• Фрагмент текста

****************

Дух Кассия уже был жестоко надломлен только что понесённым поражением, а тут ещё и вражеская конница, угроза пленения… Радость же воинов Брута, узнавших в посланном им на разведку некоем Титинии друга Кассия, он принял за торжество победоносного врага.
Окончательно отчаявшись, Кассий велел своему либертину Пиндару помочь ему расстаться с жизнью. Оба удалились в пустую палатку, где вскоре нашли голову Кассия, отделённую от туловища. Пиндар исчез, более его никто не видел в стане. Командующим всей армией «республиканцев» теперь стал Брут, который проявил себя в первой битве у Филипп как раз отменно: «С меньшим, чем у неприятеля числом легионов он разбил все стоявшие против него силы»[450]. Правда, и полководец ему противостоял никудышный, называя вещи своими именами. Октавиан в дальнейшем очень постарался скрыть свой военный позор выдуманной историей. Всё-де произошло потому, что он был очень слаб, а врач его Арторий умолял его остаться в лагере из-за какого-то своего ужасного сновидения. Но он всё же взял на себя командование…[451] Октавиан действительно заболел, когда прибыл из Италии в Эпир. Но не слишком ли долго длилась его болезнь? Конечно, был он человеком, к хворям крепко расположенным, что общеизвестно. Но здесь, похоже, рассказы о непрекращающемся недомогании, каком-то там страшном сне врача… Не попытка ли это просто оправдать своё постыдное поражение и прикрыть свою очевидную полководческую бездарность? Думается, именно так.

****************

• Записи набора данных
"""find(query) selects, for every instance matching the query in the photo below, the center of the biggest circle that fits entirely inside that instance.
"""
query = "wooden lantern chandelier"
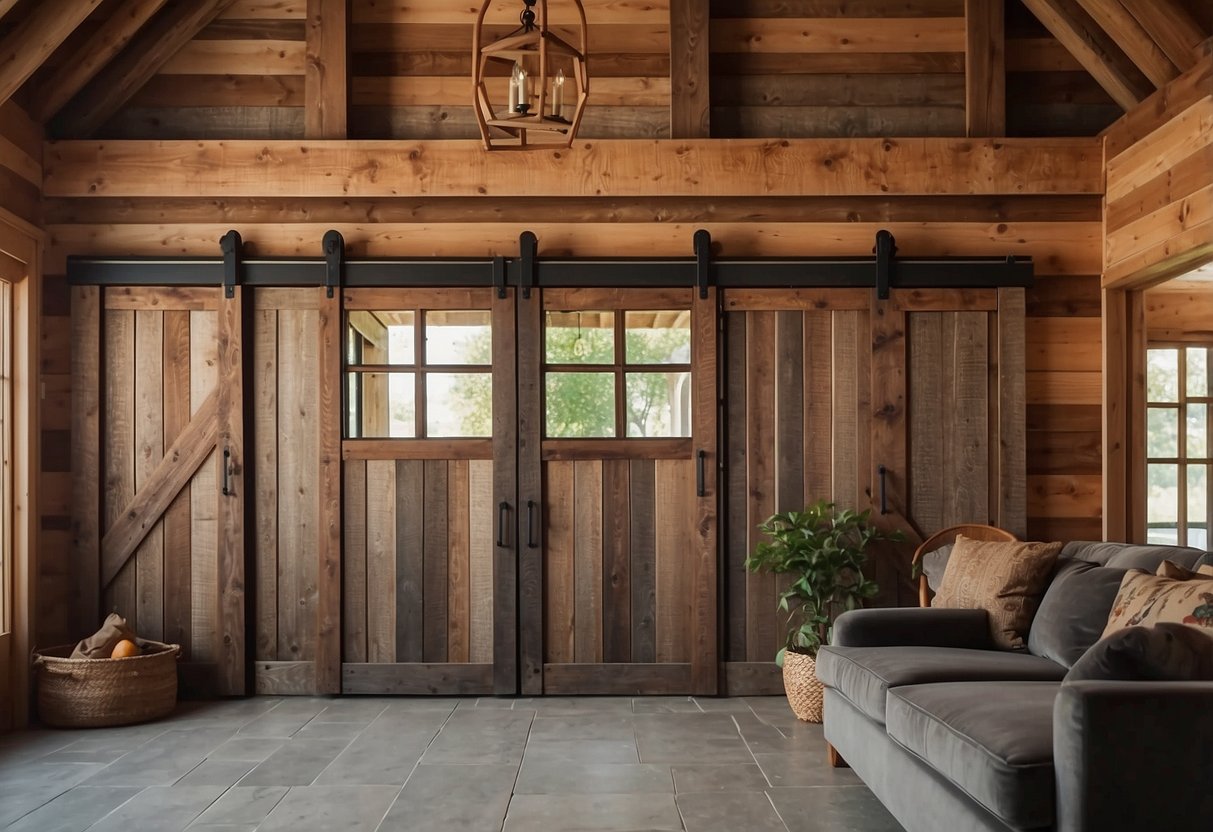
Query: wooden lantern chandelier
(542, 97)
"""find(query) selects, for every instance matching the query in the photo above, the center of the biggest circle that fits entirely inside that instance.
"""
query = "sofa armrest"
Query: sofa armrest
(1133, 756)
(913, 626)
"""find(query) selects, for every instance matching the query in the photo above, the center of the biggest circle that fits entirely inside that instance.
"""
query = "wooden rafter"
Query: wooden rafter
(1134, 40)
(985, 68)
(1093, 49)
(177, 467)
(27, 46)
(102, 47)
(326, 77)
(143, 57)
(1177, 34)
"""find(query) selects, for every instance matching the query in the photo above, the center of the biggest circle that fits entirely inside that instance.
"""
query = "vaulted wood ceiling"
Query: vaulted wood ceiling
(75, 63)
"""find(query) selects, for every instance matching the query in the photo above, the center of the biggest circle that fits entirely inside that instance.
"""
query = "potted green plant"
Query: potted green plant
(825, 550)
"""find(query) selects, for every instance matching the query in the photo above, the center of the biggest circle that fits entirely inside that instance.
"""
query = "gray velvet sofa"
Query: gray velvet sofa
(954, 735)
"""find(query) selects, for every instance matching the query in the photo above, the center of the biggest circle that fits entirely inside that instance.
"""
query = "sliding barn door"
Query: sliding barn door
(430, 514)
(159, 383)
(910, 408)
(616, 480)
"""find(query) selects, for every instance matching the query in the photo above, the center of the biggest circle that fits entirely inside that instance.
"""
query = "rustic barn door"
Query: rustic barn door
(616, 482)
(159, 488)
(430, 514)
(911, 408)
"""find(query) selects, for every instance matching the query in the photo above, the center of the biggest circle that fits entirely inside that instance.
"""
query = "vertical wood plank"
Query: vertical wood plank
(434, 647)
(330, 411)
(1012, 404)
(482, 525)
(702, 523)
(643, 545)
(119, 446)
(381, 560)
(265, 444)
(204, 495)
(177, 523)
(762, 638)
(689, 74)
(985, 68)
(86, 465)
(148, 452)
(558, 574)
(459, 588)
(818, 404)
(410, 560)
(616, 562)
(736, 473)
(587, 554)
(326, 73)
(353, 586)
(927, 409)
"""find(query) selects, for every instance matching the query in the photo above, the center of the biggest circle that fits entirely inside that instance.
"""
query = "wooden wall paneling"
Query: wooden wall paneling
(177, 557)
(265, 443)
(353, 582)
(762, 639)
(437, 570)
(382, 547)
(330, 415)
(587, 557)
(616, 575)
(148, 452)
(559, 535)
(86, 465)
(459, 598)
(482, 519)
(985, 68)
(204, 495)
(326, 78)
(1012, 405)
(119, 449)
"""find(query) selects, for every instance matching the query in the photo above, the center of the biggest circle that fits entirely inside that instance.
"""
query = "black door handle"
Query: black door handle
(502, 519)
(531, 542)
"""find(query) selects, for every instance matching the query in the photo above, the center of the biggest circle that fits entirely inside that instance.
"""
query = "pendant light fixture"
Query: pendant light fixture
(544, 95)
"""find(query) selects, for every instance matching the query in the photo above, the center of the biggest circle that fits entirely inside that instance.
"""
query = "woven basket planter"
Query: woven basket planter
(806, 693)
(98, 693)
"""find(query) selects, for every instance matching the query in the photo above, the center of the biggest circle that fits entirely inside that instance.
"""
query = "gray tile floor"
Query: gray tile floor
(442, 765)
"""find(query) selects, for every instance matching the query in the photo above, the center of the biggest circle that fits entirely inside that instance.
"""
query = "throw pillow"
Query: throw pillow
(1003, 577)
(1074, 610)
(1163, 653)
(1150, 599)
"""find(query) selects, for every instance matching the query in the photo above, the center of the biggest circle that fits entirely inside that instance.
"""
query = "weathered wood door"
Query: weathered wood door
(430, 509)
(911, 408)
(616, 489)
(159, 490)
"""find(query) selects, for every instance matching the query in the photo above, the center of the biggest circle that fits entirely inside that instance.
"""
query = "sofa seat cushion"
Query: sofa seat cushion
(865, 674)
(992, 740)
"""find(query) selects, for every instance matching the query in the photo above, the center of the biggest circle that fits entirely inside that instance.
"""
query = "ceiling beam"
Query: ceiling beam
(27, 46)
(143, 57)
(985, 68)
(326, 72)
(1093, 49)
(1173, 29)
(1134, 40)
(102, 47)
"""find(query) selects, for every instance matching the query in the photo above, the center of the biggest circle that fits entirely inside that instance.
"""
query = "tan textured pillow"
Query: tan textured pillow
(1003, 577)
(1148, 599)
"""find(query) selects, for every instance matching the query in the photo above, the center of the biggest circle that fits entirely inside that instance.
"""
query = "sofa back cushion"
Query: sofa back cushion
(1131, 556)
(1074, 610)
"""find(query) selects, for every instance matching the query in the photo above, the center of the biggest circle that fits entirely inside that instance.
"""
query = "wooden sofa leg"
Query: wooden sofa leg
(836, 761)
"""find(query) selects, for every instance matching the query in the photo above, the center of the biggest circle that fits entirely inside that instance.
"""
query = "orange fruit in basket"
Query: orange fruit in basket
(125, 649)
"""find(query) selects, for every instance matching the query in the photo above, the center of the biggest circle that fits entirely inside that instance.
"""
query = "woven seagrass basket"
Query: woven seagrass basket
(98, 693)
(806, 693)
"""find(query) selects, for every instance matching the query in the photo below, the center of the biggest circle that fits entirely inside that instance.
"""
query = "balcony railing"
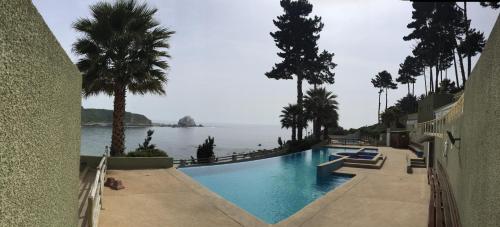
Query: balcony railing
(437, 127)
(95, 195)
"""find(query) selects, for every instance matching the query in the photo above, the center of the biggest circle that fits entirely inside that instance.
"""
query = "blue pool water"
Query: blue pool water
(271, 189)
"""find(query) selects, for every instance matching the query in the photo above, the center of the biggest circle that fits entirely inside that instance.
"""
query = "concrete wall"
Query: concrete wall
(39, 122)
(140, 162)
(473, 164)
(427, 105)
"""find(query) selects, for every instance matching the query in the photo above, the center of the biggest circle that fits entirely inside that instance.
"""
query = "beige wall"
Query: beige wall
(39, 122)
(473, 165)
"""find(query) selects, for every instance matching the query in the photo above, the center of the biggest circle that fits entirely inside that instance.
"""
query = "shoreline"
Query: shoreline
(107, 124)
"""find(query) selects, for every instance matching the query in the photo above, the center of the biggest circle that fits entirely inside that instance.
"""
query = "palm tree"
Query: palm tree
(377, 83)
(296, 37)
(320, 105)
(289, 116)
(122, 49)
(387, 83)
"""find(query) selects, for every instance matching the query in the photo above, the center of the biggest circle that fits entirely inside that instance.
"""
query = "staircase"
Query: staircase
(418, 163)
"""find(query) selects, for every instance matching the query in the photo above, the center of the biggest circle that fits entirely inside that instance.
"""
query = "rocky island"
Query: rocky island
(103, 117)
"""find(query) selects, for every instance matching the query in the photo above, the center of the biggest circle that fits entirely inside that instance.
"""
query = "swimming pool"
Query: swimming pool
(271, 189)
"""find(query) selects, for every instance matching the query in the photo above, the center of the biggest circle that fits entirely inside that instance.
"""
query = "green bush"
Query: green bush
(205, 151)
(147, 153)
(305, 144)
(146, 149)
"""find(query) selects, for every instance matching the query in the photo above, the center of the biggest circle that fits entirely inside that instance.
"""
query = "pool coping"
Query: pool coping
(244, 218)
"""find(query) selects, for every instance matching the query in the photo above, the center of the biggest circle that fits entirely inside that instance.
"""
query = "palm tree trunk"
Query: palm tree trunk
(317, 128)
(468, 66)
(118, 135)
(431, 84)
(456, 70)
(466, 37)
(325, 132)
(460, 60)
(425, 82)
(299, 105)
(385, 98)
(437, 78)
(378, 116)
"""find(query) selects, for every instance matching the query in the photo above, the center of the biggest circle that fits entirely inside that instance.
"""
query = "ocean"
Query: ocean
(181, 143)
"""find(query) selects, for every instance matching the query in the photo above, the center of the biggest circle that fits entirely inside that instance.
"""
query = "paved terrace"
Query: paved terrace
(385, 197)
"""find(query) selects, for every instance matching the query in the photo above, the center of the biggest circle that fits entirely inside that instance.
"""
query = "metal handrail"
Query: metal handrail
(436, 127)
(95, 195)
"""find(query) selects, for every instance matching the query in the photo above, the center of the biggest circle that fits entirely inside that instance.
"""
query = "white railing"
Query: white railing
(95, 195)
(437, 127)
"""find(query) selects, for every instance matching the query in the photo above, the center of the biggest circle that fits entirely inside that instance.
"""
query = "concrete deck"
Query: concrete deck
(384, 197)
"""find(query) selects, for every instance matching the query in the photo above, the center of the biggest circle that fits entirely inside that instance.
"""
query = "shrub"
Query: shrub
(280, 142)
(205, 152)
(146, 149)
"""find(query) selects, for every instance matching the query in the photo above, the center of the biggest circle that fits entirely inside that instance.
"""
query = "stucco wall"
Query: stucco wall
(473, 165)
(39, 122)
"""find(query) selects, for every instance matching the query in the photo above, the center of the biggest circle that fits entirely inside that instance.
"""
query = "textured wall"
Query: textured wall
(39, 122)
(473, 166)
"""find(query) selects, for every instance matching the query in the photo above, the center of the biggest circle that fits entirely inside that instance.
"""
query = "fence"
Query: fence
(437, 127)
(95, 195)
(231, 158)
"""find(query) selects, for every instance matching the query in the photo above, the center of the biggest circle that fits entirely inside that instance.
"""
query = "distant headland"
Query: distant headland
(104, 118)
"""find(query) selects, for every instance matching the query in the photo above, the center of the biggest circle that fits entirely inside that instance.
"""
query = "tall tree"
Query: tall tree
(407, 72)
(321, 69)
(386, 83)
(472, 45)
(288, 117)
(492, 4)
(122, 48)
(377, 83)
(319, 105)
(296, 38)
(437, 27)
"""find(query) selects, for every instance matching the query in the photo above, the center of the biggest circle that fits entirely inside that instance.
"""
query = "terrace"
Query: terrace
(168, 197)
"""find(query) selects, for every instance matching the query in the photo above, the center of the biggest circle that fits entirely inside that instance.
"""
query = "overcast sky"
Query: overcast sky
(222, 48)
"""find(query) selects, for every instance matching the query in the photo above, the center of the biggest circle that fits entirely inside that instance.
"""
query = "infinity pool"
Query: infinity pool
(271, 189)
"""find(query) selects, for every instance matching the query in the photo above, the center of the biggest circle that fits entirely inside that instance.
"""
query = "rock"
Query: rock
(114, 184)
(186, 121)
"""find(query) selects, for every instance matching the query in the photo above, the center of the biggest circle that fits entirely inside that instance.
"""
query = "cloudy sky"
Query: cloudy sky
(222, 48)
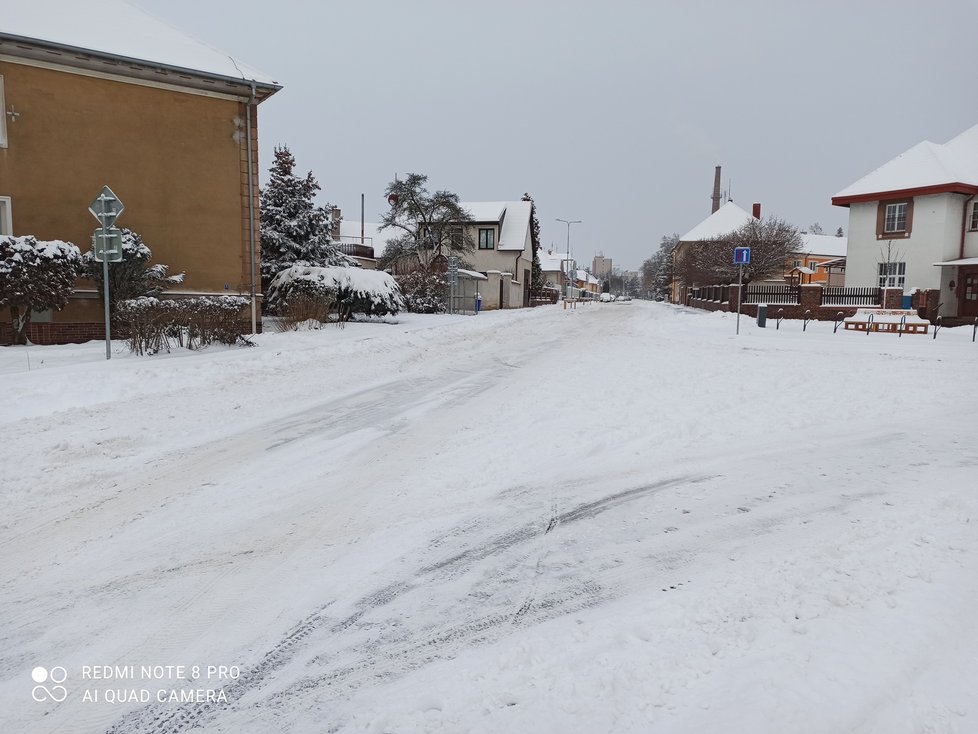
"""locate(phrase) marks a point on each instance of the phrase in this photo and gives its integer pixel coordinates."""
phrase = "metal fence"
(836, 296)
(784, 294)
(714, 293)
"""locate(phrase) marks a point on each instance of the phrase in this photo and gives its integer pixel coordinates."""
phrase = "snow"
(546, 520)
(122, 29)
(824, 245)
(925, 164)
(724, 220)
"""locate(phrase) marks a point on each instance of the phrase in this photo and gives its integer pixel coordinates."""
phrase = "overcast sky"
(612, 112)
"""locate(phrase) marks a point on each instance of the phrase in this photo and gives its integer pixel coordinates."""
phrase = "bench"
(892, 321)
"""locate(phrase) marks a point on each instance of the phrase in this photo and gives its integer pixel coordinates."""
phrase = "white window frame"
(6, 216)
(899, 214)
(892, 275)
(3, 116)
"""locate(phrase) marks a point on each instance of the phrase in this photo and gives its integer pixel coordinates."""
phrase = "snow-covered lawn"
(619, 518)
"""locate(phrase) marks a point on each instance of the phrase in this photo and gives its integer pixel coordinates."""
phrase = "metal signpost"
(741, 258)
(107, 246)
(452, 284)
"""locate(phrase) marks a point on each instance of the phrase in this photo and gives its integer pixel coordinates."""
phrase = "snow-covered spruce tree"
(133, 276)
(537, 281)
(294, 231)
(35, 276)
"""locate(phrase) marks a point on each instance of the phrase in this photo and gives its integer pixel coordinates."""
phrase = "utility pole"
(570, 281)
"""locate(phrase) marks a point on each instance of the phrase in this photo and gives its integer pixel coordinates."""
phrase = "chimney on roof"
(716, 190)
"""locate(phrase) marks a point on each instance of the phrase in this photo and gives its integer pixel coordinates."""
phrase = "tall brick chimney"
(716, 190)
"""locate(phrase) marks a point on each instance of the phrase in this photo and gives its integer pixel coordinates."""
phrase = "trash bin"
(761, 314)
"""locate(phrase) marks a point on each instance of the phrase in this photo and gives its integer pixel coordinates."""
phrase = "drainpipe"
(251, 212)
(964, 225)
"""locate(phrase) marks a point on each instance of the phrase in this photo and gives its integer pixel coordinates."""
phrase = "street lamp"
(570, 281)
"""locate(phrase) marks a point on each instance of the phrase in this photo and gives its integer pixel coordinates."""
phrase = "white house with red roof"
(913, 224)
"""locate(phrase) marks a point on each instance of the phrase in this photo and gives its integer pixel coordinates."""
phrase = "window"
(3, 117)
(6, 216)
(894, 219)
(487, 239)
(892, 275)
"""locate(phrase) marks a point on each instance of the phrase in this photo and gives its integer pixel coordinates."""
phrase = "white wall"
(935, 236)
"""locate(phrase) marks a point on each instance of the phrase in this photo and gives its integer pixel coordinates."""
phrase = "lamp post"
(570, 281)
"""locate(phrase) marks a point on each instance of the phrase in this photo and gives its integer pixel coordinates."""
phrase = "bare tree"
(773, 242)
(430, 226)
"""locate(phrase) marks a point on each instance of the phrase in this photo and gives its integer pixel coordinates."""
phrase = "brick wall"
(55, 333)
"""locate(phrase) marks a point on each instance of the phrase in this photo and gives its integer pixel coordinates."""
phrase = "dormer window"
(894, 219)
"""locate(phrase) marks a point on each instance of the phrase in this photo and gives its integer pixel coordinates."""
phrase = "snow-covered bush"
(133, 276)
(423, 292)
(192, 322)
(35, 275)
(348, 290)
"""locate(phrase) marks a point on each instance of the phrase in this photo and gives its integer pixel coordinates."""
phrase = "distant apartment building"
(601, 266)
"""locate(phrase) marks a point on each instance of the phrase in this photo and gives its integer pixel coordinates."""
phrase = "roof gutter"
(252, 245)
(964, 224)
(48, 48)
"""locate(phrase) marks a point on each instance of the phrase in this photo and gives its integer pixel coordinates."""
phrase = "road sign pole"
(740, 289)
(105, 283)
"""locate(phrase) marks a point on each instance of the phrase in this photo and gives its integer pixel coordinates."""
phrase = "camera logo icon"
(56, 676)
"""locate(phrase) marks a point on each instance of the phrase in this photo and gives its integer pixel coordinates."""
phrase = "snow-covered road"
(615, 518)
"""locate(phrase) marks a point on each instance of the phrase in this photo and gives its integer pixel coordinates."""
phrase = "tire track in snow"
(383, 659)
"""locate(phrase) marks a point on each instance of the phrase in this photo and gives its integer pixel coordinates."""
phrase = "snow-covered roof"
(512, 216)
(551, 261)
(723, 221)
(116, 28)
(823, 244)
(925, 164)
(484, 211)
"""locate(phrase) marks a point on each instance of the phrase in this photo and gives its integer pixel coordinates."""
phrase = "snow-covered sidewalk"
(615, 518)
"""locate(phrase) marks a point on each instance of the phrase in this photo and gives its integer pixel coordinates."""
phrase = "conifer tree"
(537, 280)
(294, 231)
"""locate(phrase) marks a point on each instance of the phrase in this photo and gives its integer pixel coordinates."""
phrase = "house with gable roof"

****************

• Задание
Перескажите покороче абзац фрагмента текста, который начинается словами «Окончательно отчаявшись, Кассий». Главные факты сохраните. Записи здесь ни при чем.

• Ответ
Отчаявшийся Кассий велел своему либертину Пиндару помочь ему умереть. Они ушли в пустую палатку, где потом нашли отрубленную голову Кассия, а Пиндар пропал. Во главе армии «республиканцев» встал Брут. В первой битве у Филипп он, имея меньше легионов, разбил все силы, стоявшие против него, хотя и противник у него был слабый полководец. Позже Октавиан сочинил оправдание своему позору: якобы он был очень слаб, а его врач Арторий из-за страшного сна умолял его остаться в лагере, но он все же принял командование. Октавиан и правда заболел, когда прибыл из Италии в Эпир, и вообще часто болел. Однако автор считает, что рассказы о долгой болезни и сне врача лишь прикрывают постыдное поражение и неумение командовать.